Source data:
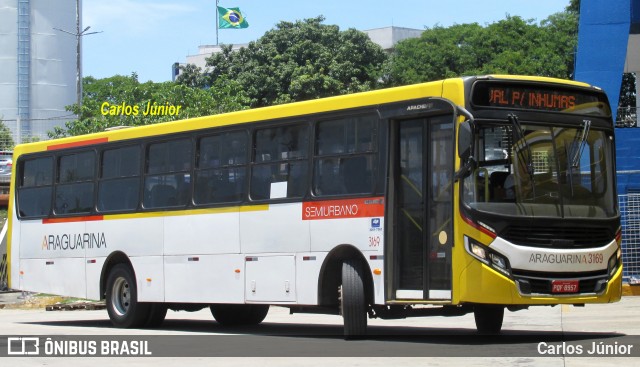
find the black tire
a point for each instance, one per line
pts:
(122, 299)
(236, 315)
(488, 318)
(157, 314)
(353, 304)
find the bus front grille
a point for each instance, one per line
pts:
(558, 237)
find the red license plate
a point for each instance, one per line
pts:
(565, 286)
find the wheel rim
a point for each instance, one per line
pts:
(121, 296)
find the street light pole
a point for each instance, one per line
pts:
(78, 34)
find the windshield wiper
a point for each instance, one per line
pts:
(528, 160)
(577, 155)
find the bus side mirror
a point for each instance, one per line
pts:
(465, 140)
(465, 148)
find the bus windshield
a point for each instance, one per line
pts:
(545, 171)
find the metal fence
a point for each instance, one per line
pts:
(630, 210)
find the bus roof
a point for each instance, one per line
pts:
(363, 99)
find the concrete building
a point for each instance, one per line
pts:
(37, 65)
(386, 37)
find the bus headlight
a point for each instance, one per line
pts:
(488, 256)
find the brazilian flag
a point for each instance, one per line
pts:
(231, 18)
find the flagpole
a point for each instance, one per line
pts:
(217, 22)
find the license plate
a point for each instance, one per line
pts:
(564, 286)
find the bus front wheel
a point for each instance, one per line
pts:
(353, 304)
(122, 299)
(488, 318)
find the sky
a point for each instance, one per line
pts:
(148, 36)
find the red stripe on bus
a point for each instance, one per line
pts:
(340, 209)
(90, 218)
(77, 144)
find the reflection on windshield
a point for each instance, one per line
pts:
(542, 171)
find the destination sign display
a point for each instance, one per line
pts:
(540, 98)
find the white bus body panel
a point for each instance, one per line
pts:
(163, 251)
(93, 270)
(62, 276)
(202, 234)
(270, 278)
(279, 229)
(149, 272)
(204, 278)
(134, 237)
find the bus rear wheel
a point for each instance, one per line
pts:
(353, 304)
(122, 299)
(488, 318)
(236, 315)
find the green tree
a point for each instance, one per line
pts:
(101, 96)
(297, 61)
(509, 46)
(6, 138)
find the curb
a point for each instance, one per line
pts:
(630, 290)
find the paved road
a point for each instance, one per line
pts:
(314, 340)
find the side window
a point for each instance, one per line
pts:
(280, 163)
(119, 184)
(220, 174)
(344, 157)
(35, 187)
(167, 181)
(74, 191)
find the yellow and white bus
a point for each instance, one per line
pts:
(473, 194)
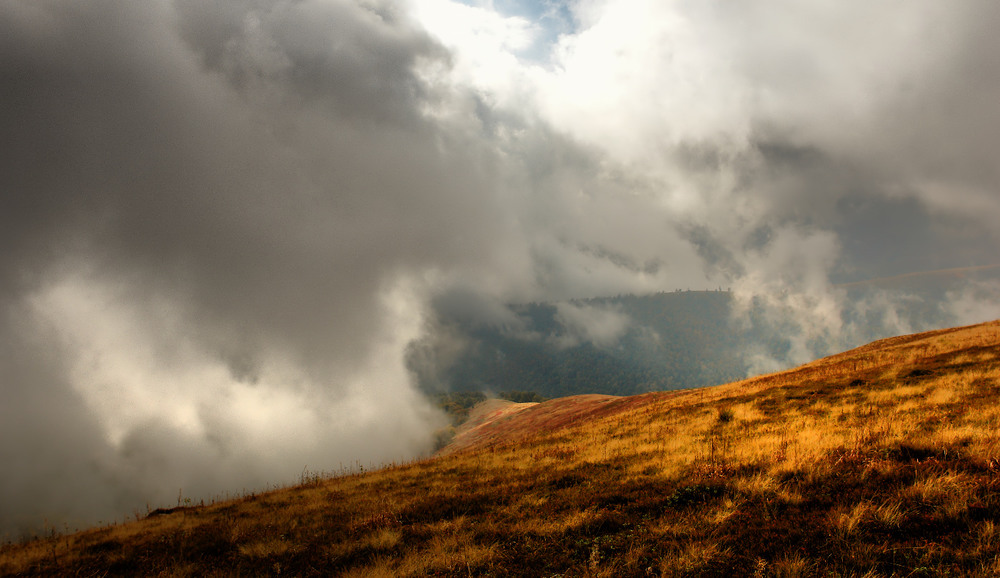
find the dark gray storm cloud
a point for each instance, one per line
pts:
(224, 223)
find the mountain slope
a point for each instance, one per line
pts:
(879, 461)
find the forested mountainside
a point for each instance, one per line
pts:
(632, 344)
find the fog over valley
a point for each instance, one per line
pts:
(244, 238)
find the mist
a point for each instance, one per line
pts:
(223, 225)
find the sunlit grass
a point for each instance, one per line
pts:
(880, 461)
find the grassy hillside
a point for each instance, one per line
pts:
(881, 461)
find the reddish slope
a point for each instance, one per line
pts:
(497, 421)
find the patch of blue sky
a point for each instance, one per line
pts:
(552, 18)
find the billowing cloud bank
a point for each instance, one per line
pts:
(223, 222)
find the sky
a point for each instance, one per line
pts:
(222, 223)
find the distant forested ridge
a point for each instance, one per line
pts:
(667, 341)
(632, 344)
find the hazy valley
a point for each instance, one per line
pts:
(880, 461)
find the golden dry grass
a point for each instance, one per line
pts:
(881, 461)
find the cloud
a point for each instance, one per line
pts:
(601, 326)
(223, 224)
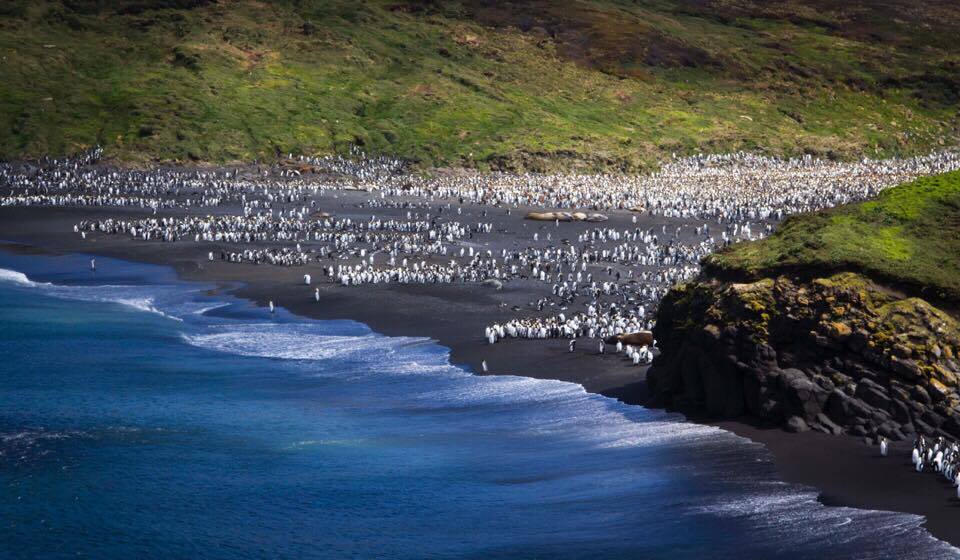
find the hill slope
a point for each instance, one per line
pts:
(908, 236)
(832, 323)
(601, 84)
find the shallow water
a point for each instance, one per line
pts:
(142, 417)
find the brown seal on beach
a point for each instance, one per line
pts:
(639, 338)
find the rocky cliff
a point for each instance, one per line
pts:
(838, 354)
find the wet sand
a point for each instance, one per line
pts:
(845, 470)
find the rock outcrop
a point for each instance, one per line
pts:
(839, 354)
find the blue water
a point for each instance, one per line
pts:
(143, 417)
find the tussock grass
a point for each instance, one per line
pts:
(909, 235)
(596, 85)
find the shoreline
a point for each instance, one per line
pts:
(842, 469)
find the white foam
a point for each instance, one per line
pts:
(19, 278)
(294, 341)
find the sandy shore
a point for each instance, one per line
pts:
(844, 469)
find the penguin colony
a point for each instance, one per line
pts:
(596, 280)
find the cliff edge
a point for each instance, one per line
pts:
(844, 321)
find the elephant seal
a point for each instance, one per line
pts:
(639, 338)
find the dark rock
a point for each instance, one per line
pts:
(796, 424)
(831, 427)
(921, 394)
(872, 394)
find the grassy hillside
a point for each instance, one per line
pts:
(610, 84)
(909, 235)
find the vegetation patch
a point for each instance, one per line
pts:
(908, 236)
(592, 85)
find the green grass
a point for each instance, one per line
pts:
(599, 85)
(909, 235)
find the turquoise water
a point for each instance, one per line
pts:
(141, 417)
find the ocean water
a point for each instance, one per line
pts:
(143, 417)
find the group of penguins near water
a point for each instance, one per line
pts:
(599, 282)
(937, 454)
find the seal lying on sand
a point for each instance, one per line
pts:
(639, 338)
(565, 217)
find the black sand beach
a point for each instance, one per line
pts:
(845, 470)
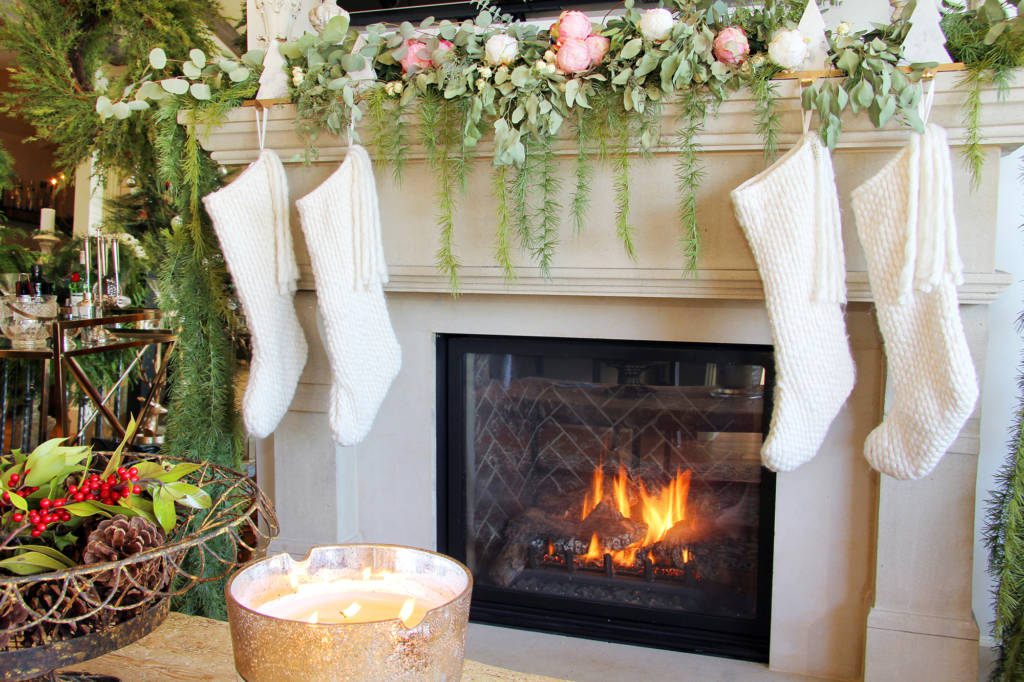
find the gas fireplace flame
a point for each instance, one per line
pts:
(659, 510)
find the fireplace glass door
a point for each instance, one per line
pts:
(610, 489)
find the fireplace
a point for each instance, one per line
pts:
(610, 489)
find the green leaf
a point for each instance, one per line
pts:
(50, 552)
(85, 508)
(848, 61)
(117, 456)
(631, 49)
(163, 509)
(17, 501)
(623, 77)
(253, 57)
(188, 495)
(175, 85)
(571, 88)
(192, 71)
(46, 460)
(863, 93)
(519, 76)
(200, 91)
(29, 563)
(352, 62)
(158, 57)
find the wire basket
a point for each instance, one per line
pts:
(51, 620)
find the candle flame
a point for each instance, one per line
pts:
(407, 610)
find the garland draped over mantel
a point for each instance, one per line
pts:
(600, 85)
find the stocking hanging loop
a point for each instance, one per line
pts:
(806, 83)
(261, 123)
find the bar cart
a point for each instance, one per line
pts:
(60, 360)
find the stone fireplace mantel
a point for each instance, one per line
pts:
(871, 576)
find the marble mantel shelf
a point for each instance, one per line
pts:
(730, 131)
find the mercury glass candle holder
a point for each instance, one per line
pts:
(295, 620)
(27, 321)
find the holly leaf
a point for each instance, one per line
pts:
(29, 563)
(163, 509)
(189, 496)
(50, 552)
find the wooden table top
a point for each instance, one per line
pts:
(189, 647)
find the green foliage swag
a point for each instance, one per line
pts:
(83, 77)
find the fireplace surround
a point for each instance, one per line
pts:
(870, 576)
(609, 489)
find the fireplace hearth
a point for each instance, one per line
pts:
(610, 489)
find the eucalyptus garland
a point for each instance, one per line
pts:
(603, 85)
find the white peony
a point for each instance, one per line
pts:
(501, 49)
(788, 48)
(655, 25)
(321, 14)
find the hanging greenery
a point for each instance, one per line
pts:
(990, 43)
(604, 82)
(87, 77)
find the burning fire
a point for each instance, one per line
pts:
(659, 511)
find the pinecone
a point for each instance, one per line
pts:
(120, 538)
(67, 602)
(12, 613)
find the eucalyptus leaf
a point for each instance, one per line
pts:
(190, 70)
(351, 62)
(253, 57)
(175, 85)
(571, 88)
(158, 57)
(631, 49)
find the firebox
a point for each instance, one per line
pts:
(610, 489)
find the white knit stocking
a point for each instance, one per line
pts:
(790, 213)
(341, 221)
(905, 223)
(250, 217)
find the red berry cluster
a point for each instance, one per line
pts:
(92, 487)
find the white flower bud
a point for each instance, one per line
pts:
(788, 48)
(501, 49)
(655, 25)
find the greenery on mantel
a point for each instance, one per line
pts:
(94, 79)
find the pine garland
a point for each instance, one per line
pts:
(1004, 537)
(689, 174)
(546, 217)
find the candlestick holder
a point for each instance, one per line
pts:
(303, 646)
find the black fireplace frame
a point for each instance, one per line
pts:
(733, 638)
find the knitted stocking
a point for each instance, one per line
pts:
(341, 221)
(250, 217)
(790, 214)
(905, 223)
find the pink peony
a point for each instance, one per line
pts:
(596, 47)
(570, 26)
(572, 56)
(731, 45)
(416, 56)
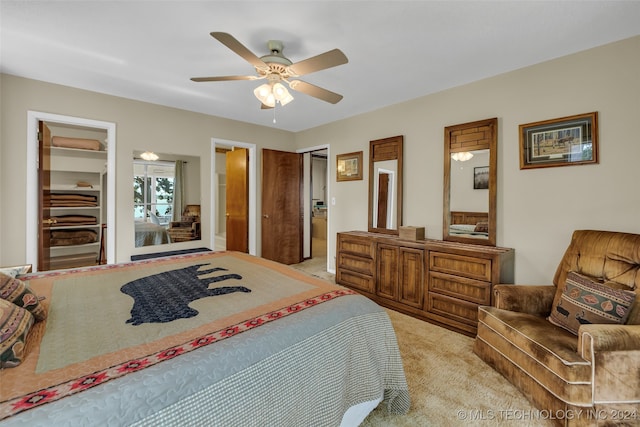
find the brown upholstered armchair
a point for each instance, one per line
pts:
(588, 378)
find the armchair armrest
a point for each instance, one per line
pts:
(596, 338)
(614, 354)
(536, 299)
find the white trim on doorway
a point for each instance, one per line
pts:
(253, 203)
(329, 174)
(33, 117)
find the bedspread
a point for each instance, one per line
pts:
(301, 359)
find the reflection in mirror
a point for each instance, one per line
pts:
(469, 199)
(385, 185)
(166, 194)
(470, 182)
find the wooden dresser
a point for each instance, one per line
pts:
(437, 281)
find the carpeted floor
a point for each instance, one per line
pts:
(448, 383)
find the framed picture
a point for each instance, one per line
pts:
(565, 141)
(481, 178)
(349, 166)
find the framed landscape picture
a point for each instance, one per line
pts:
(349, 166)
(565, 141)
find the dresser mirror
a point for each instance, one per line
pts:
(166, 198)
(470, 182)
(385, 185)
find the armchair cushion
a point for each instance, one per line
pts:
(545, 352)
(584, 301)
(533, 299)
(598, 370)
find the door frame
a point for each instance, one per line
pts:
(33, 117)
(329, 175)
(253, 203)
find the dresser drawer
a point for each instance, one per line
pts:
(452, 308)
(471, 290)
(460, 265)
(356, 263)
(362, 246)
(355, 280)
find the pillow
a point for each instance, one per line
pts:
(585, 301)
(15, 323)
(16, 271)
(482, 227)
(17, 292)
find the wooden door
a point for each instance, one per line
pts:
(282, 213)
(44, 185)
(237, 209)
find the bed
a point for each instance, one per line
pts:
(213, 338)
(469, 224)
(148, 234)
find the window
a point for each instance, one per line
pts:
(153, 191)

Exercise requirements: Copy nothing but the lines from the start of the entries through the line with "find the street light pole". Write them out exactly, without pictures.

Response to the exercise:
find the black tire
a point for each instance, one per line
pts:
(122, 299)
(236, 315)
(488, 318)
(157, 314)
(353, 304)
find the bus front grille
a point for each instance, one per line
pts:
(558, 237)
find the red license plate
a point for each instance, one per line
pts:
(565, 286)
find the wheel rim
a point for each instance, one per line
pts:
(121, 296)
find the street light pole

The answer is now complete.